(begin)
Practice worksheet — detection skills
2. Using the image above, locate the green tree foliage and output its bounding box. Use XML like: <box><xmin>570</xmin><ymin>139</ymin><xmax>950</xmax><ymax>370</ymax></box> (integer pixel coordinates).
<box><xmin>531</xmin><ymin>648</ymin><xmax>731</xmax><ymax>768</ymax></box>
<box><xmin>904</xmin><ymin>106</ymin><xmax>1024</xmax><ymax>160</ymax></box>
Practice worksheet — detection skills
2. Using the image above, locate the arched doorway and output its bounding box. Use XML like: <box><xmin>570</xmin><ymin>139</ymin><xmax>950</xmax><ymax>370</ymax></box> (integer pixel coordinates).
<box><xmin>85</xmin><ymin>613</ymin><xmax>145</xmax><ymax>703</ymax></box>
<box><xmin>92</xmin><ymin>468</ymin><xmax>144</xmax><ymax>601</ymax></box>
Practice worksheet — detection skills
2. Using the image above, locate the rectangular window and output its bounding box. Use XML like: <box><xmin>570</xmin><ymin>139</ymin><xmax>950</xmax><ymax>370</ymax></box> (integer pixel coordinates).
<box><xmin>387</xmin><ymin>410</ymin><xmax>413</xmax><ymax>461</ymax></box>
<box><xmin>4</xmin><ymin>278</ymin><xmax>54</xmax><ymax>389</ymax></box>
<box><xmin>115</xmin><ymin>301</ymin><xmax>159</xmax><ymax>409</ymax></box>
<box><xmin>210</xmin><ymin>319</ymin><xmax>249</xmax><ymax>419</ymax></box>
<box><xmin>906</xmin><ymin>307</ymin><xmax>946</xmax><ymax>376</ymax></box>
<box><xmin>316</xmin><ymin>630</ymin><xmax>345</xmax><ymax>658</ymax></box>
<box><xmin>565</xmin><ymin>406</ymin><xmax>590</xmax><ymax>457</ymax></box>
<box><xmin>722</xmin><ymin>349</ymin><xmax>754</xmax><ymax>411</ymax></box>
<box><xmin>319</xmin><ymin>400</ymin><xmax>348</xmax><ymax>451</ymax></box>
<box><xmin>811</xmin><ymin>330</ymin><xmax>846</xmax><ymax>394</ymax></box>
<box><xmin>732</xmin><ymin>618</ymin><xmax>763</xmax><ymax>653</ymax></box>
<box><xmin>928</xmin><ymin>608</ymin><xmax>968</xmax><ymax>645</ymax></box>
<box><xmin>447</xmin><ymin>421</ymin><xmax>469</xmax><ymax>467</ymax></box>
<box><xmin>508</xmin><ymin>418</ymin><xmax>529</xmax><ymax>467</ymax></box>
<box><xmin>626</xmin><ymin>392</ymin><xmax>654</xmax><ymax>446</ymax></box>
(end)
Required task – Copy the listing above, swapping "detection skills" for "object detection" everywhere and leaving the rest untouched.

Answer in full –
Practice worksheet — object detection
2. Using the image above, locate the green tree foliage and output its bounding box. Use XML like: <box><xmin>570</xmin><ymin>139</ymin><xmax>950</xmax><ymax>370</ymax></box> (integer pixel coordinates).
<box><xmin>531</xmin><ymin>648</ymin><xmax>731</xmax><ymax>768</ymax></box>
<box><xmin>904</xmin><ymin>106</ymin><xmax>1024</xmax><ymax>160</ymax></box>
Practice worksheet — object detection
2. Using the image above, locate the arched doorway and output its bounding box. Use XML like: <box><xmin>570</xmin><ymin>139</ymin><xmax>950</xmax><ymax>370</ymax></box> (integer pixel coordinates).
<box><xmin>85</xmin><ymin>613</ymin><xmax>145</xmax><ymax>703</ymax></box>
<box><xmin>92</xmin><ymin>468</ymin><xmax>144</xmax><ymax>601</ymax></box>
Practice worksheet — object detection
2. Using the image above, locate the rectangular window and output its bounding box. Use XML like: <box><xmin>570</xmin><ymin>139</ymin><xmax>950</xmax><ymax>370</ymax></box> (integer pixel coordinates).
<box><xmin>387</xmin><ymin>410</ymin><xmax>413</xmax><ymax>461</ymax></box>
<box><xmin>4</xmin><ymin>278</ymin><xmax>54</xmax><ymax>389</ymax></box>
<box><xmin>115</xmin><ymin>301</ymin><xmax>159</xmax><ymax>409</ymax></box>
<box><xmin>210</xmin><ymin>319</ymin><xmax>249</xmax><ymax>419</ymax></box>
<box><xmin>906</xmin><ymin>307</ymin><xmax>946</xmax><ymax>376</ymax></box>
<box><xmin>316</xmin><ymin>630</ymin><xmax>345</xmax><ymax>658</ymax></box>
<box><xmin>565</xmin><ymin>406</ymin><xmax>590</xmax><ymax>457</ymax></box>
<box><xmin>722</xmin><ymin>349</ymin><xmax>754</xmax><ymax>411</ymax></box>
<box><xmin>319</xmin><ymin>400</ymin><xmax>348</xmax><ymax>451</ymax></box>
<box><xmin>811</xmin><ymin>330</ymin><xmax>846</xmax><ymax>394</ymax></box>
<box><xmin>732</xmin><ymin>618</ymin><xmax>763</xmax><ymax>653</ymax></box>
<box><xmin>928</xmin><ymin>608</ymin><xmax>968</xmax><ymax>645</ymax></box>
<box><xmin>447</xmin><ymin>421</ymin><xmax>469</xmax><ymax>467</ymax></box>
<box><xmin>508</xmin><ymin>418</ymin><xmax>529</xmax><ymax>467</ymax></box>
<box><xmin>626</xmin><ymin>392</ymin><xmax>654</xmax><ymax>446</ymax></box>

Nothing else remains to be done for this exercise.